## Challenge
Find each line in the rows below that contains the word "pink", and copy those lines out. Case counts.

═════ Information shown

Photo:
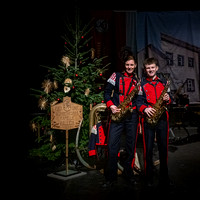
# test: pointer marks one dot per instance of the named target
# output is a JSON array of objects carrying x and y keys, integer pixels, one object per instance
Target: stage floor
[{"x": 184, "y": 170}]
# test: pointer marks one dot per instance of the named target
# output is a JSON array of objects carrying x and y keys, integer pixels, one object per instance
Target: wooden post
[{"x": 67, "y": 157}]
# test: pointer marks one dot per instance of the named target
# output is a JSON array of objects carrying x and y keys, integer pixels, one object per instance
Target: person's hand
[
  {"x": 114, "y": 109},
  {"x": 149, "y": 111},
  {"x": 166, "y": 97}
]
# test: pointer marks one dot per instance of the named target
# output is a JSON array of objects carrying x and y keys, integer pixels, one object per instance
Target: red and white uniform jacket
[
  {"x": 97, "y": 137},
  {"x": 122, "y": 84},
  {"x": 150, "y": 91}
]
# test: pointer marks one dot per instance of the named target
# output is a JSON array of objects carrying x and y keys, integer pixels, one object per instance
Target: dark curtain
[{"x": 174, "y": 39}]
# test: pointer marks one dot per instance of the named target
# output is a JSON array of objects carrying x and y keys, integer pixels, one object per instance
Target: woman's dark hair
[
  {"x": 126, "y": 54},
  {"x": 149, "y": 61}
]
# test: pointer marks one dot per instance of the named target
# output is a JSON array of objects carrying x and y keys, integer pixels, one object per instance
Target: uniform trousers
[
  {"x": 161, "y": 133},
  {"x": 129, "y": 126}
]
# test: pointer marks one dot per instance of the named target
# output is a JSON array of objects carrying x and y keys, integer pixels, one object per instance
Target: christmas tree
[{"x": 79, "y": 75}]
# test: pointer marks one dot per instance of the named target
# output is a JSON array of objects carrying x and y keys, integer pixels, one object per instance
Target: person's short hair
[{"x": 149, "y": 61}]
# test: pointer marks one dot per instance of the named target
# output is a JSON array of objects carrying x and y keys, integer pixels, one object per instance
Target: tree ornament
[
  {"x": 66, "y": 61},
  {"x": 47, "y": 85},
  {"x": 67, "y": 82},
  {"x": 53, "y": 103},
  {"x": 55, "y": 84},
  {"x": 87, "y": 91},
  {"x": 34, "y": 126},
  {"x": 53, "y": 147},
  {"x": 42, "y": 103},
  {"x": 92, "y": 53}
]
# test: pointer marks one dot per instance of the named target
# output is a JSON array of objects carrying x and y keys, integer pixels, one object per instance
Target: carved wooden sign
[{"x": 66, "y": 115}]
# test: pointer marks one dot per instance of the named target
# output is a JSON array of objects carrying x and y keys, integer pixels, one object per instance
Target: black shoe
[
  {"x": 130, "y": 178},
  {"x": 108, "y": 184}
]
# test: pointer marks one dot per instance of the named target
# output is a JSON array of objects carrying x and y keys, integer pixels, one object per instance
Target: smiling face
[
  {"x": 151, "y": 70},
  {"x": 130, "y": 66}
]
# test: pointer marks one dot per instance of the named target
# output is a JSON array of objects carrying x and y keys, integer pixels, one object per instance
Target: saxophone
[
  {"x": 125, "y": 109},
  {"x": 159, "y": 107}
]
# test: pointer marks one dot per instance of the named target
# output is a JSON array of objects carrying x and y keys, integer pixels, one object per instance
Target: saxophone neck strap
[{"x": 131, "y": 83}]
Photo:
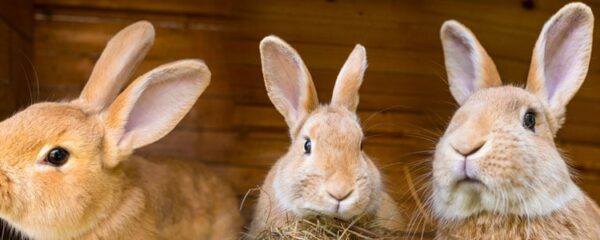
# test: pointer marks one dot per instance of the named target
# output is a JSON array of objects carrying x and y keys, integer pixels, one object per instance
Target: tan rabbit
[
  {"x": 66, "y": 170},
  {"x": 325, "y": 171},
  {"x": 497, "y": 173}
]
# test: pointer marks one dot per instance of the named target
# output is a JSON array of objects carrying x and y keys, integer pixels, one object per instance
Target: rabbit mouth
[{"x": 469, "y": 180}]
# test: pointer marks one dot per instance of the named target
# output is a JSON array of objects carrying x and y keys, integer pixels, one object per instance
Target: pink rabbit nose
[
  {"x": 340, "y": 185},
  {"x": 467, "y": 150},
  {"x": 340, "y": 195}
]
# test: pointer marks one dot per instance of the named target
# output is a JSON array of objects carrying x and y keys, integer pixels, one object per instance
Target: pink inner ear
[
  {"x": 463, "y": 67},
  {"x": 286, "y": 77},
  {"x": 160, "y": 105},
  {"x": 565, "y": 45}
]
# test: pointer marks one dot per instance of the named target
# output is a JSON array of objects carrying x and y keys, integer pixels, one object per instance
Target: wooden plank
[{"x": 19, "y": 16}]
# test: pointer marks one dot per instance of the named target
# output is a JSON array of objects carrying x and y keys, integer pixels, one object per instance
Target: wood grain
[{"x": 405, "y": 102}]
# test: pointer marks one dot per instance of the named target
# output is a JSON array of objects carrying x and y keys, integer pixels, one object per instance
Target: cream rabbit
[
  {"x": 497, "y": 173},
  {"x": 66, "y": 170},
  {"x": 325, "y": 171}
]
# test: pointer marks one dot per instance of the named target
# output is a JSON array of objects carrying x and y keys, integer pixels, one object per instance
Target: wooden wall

══════════
═════ Information shown

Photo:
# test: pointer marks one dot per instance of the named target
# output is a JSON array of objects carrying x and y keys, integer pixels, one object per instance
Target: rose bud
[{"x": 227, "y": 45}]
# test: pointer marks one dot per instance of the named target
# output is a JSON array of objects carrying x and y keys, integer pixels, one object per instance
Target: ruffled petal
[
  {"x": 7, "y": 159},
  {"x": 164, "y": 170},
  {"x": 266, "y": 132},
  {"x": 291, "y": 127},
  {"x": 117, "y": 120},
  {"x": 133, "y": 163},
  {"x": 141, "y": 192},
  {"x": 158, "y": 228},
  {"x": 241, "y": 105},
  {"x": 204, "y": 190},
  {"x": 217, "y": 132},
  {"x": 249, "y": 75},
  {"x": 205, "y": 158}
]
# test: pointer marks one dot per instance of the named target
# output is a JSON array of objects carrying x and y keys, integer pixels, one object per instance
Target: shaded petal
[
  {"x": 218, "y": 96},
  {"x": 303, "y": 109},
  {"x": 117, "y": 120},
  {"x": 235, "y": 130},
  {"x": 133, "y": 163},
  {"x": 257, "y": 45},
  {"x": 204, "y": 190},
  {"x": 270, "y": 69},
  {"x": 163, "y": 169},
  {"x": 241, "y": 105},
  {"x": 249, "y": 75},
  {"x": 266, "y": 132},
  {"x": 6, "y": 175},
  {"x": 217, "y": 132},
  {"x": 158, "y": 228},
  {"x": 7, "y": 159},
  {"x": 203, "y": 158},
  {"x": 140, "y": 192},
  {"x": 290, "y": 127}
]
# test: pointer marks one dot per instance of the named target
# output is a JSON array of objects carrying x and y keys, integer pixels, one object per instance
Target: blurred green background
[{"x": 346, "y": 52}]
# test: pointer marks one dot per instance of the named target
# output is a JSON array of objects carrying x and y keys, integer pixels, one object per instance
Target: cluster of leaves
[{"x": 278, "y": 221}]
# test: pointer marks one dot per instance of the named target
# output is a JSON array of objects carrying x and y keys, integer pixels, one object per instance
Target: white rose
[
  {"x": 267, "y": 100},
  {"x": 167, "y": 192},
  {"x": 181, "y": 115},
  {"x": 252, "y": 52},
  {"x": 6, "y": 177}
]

══════════

## Response below
Target: pink rabbit nose
Target: pink inner ear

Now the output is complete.